> _Problem requirements_
Revise the records below so that every "boxes" becomes "rectangles", with everything else unchanged, and leave the pictures out of your answer.

> _Records to process_
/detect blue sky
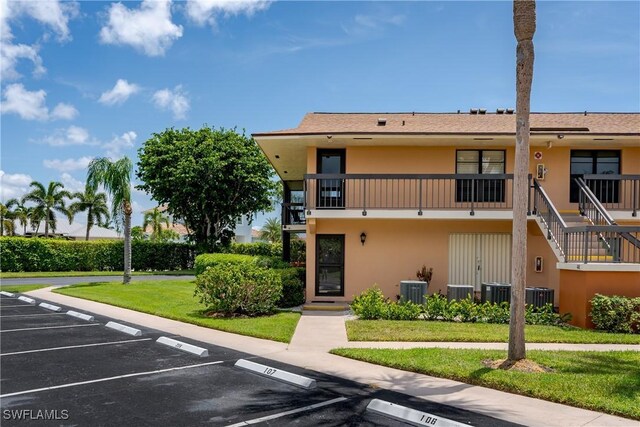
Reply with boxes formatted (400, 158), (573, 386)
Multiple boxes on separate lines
(0, 0), (640, 225)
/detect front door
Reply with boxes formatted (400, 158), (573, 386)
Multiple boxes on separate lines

> _Written solution_
/detect blue sky
Reply with rectangles formatted (400, 158), (573, 386)
Multiple rectangles on separate lines
(0, 0), (640, 225)
/detect front door
Reply with rectangles formatted (400, 158), (573, 386)
Multiple rectangles on separate lines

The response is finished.